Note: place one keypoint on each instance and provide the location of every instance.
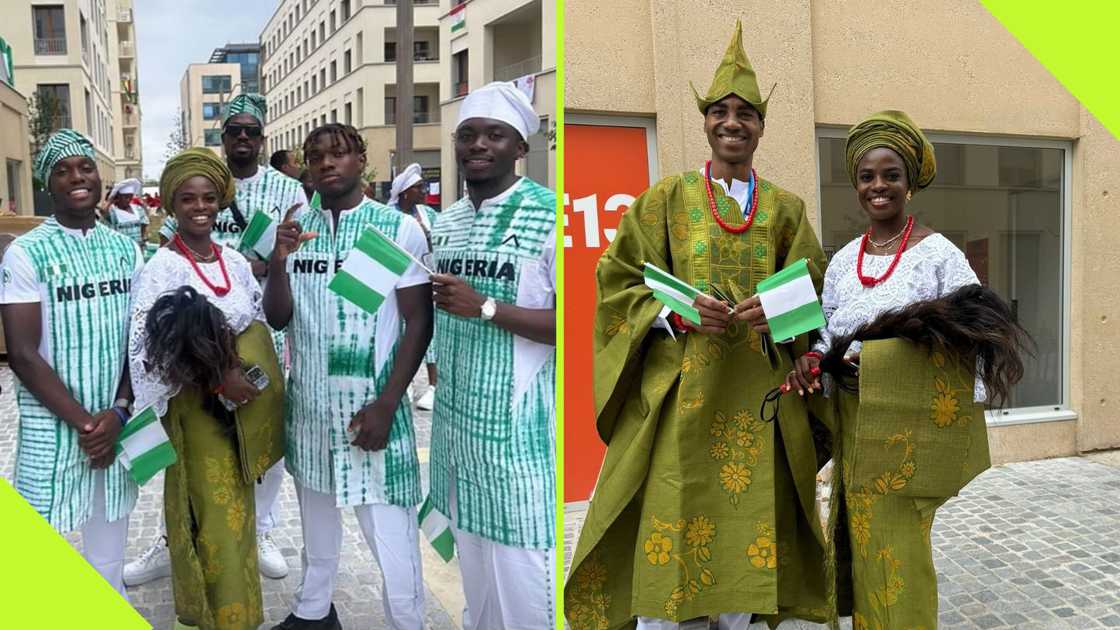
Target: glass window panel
(1002, 206)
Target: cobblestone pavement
(1033, 545)
(357, 590)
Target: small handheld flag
(672, 292)
(371, 270)
(437, 529)
(143, 446)
(260, 235)
(790, 302)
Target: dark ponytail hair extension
(971, 323)
(189, 341)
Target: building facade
(335, 61)
(80, 55)
(1024, 176)
(205, 89)
(485, 40)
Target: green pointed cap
(734, 76)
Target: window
(55, 99)
(216, 84)
(49, 26)
(1006, 212)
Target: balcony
(531, 65)
(49, 45)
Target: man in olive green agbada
(714, 503)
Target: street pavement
(357, 590)
(1033, 545)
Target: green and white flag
(260, 235)
(371, 270)
(790, 302)
(672, 292)
(143, 447)
(437, 529)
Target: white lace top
(931, 269)
(167, 271)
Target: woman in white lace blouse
(196, 334)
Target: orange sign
(605, 169)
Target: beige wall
(192, 99)
(15, 146)
(950, 65)
(363, 89)
(486, 21)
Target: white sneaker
(427, 400)
(152, 564)
(270, 558)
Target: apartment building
(81, 55)
(205, 89)
(335, 61)
(485, 40)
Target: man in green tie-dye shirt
(493, 445)
(64, 296)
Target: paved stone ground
(357, 591)
(1029, 545)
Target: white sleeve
(19, 284)
(410, 237)
(147, 387)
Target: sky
(173, 34)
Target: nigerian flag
(371, 270)
(437, 529)
(790, 302)
(143, 446)
(260, 235)
(672, 292)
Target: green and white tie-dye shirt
(341, 360)
(494, 420)
(83, 283)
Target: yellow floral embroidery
(586, 605)
(763, 552)
(232, 615)
(699, 534)
(736, 439)
(658, 547)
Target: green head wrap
(734, 76)
(62, 145)
(190, 163)
(252, 104)
(896, 131)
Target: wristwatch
(488, 309)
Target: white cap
(501, 100)
(408, 178)
(130, 186)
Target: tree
(177, 139)
(44, 118)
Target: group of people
(199, 332)
(707, 503)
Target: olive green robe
(701, 507)
(208, 496)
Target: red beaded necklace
(869, 281)
(190, 257)
(711, 202)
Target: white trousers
(505, 587)
(392, 534)
(727, 621)
(103, 542)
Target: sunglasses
(235, 130)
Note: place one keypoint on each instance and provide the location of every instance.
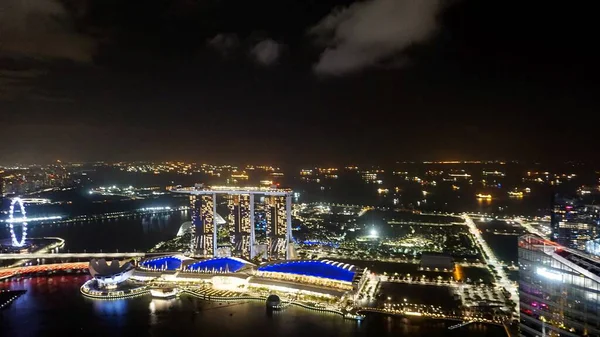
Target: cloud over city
(365, 33)
(41, 29)
(266, 52)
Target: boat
(164, 292)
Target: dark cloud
(365, 33)
(41, 29)
(224, 43)
(266, 52)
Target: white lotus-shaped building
(110, 274)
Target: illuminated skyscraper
(559, 290)
(241, 205)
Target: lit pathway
(29, 256)
(491, 259)
(529, 228)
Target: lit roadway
(77, 255)
(491, 259)
(10, 272)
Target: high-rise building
(570, 228)
(559, 289)
(242, 220)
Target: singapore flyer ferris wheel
(12, 221)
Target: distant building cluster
(573, 223)
(22, 180)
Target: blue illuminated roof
(221, 264)
(161, 263)
(325, 269)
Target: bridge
(10, 272)
(460, 325)
(31, 256)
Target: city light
(373, 233)
(549, 274)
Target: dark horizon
(293, 81)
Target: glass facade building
(559, 289)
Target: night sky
(282, 81)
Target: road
(503, 279)
(77, 255)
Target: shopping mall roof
(327, 269)
(219, 264)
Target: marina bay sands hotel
(246, 207)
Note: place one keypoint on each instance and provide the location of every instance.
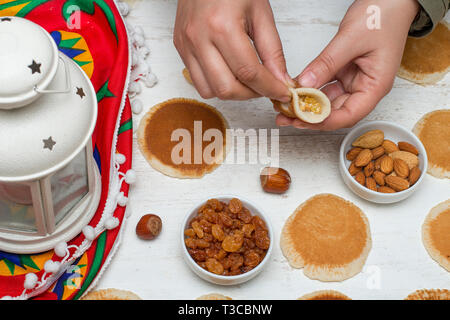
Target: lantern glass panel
(69, 185)
(16, 208)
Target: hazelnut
(275, 180)
(149, 227)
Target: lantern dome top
(43, 136)
(28, 61)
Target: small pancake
(426, 60)
(327, 236)
(294, 109)
(179, 115)
(324, 295)
(111, 294)
(431, 294)
(187, 76)
(213, 296)
(433, 129)
(436, 234)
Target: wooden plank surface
(398, 263)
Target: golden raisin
(248, 230)
(236, 260)
(233, 243)
(197, 229)
(235, 205)
(189, 232)
(217, 232)
(251, 258)
(214, 266)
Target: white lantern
(50, 185)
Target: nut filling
(226, 239)
(309, 104)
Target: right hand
(231, 49)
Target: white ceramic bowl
(218, 279)
(392, 132)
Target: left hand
(358, 67)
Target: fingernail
(289, 81)
(285, 99)
(308, 80)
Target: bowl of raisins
(226, 240)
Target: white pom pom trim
(30, 281)
(89, 233)
(121, 199)
(111, 223)
(61, 249)
(120, 158)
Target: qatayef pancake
(111, 294)
(307, 104)
(436, 234)
(426, 60)
(171, 136)
(432, 294)
(324, 295)
(214, 296)
(187, 76)
(433, 129)
(327, 236)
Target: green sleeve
(430, 13)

**Your objective:** This task calls for the listing to be restated exactly, with images omitted.

**Solution for this exercise:**
Note: place one keypoint on each instance and provide the location of every instance.
Target: glass window panel
(1002, 206)
Target: cobblestone pavement
(1033, 545)
(357, 590)
Target: small handheld flag
(672, 292)
(371, 270)
(437, 529)
(143, 446)
(260, 235)
(790, 302)
Target: dark ponytail hair extension
(971, 323)
(189, 341)
Target: building facade
(335, 61)
(80, 55)
(1024, 176)
(205, 89)
(485, 40)
Target: green pointed cap
(734, 76)
Target: window
(55, 99)
(216, 84)
(49, 26)
(1006, 212)
Target: balcony
(531, 65)
(49, 45)
Target: man in olive green agbada
(714, 503)
Target: street pavement
(357, 590)
(1033, 545)
Target: green and white flag
(260, 235)
(371, 270)
(790, 302)
(672, 292)
(143, 447)
(437, 529)
Target: white lace top
(931, 269)
(167, 271)
Target: woman in white lace blouse
(196, 334)
Target: orange sign
(605, 169)
Target: beige wall
(192, 99)
(15, 146)
(950, 65)
(363, 89)
(486, 21)
Target: white sneaker
(427, 400)
(152, 564)
(270, 558)
Target: apartment building
(81, 55)
(205, 89)
(335, 61)
(485, 40)
Target: man in green tie-dye shirt
(493, 445)
(64, 296)
Target: paved stone ground
(357, 591)
(1029, 545)
Target: white sleeve
(19, 284)
(410, 237)
(147, 387)
Target: sky
(173, 34)
Target: nigerian flag
(371, 270)
(437, 529)
(790, 302)
(143, 446)
(260, 235)
(672, 292)
Target: green and white tie-dye shirt
(341, 360)
(494, 420)
(83, 283)
Target: yellow floral embroidery
(586, 605)
(763, 552)
(232, 615)
(699, 534)
(736, 439)
(658, 547)
Target: green head wrap
(734, 76)
(62, 145)
(190, 163)
(252, 104)
(896, 131)
Target: wristwatch
(488, 309)
Target: white cap
(501, 100)
(408, 178)
(130, 186)
Target: tree
(177, 139)
(44, 118)
Target: group of people
(199, 332)
(707, 503)
Target: olive green robe
(701, 507)
(208, 496)
Target: red beaded necklace
(869, 281)
(190, 257)
(711, 202)
Target: white trousers
(505, 587)
(392, 534)
(727, 621)
(103, 542)
Target: sunglasses
(235, 130)
Note: place one keypoint on each instance and provide the location of every instance.
Target: cloud over city
(365, 33)
(41, 29)
(266, 52)
Target: boat
(164, 292)
Target: dark cloud
(365, 33)
(41, 29)
(224, 43)
(266, 52)
Target: white lotus-shaped building
(110, 274)
Target: illuminated skyscraper
(559, 290)
(241, 205)
Target: lit pathway
(29, 256)
(491, 259)
(529, 228)
Target: lit roadway
(77, 255)
(491, 259)
(10, 272)
Target: high-rise building
(570, 228)
(559, 289)
(242, 220)
Target: singapore flyer ferris wheel
(12, 221)
Target: distant building cluster
(573, 223)
(22, 180)
Target: blue illuminated roof
(221, 264)
(161, 263)
(325, 269)
Target: bridge
(10, 272)
(460, 325)
(31, 256)
Target: city light
(373, 233)
(549, 274)
Target: dark horizon
(293, 81)
Target: glass facade building
(559, 289)
Target: night sky
(282, 81)
Target: road
(503, 279)
(77, 255)
Target: shopping mall roof
(327, 269)
(219, 264)
Target: marina bay sands hotel
(246, 207)
Note: place one keypoint on each instance and provide the location of every instance.
Target: lantern glass panel
(69, 185)
(16, 208)
Target: hazelnut
(275, 180)
(149, 227)
Target: lantern dome top
(43, 136)
(28, 61)
Target: small pancake
(426, 60)
(327, 236)
(294, 109)
(179, 115)
(324, 295)
(111, 294)
(431, 294)
(187, 76)
(213, 296)
(433, 129)
(436, 234)
Target: wooden plank surface
(398, 263)
Target: golden raisin
(248, 230)
(236, 260)
(233, 243)
(197, 229)
(235, 205)
(189, 232)
(217, 232)
(251, 258)
(214, 266)
Target: white lantern
(50, 185)
Target: nut filling
(226, 239)
(309, 104)
Target: right hand
(231, 49)
Target: white ceramic bowl
(218, 279)
(392, 132)
Target: left hand
(358, 67)
Target: fingernail
(289, 81)
(285, 99)
(308, 80)
Target: bowl of raisins
(226, 240)
Target: white pom pom trim
(30, 281)
(89, 233)
(121, 199)
(111, 223)
(61, 249)
(120, 158)
Target: qatayef pancake
(111, 294)
(307, 104)
(436, 234)
(426, 60)
(171, 136)
(432, 294)
(324, 295)
(214, 296)
(187, 76)
(433, 129)
(327, 236)
Target: green sleeve
(430, 13)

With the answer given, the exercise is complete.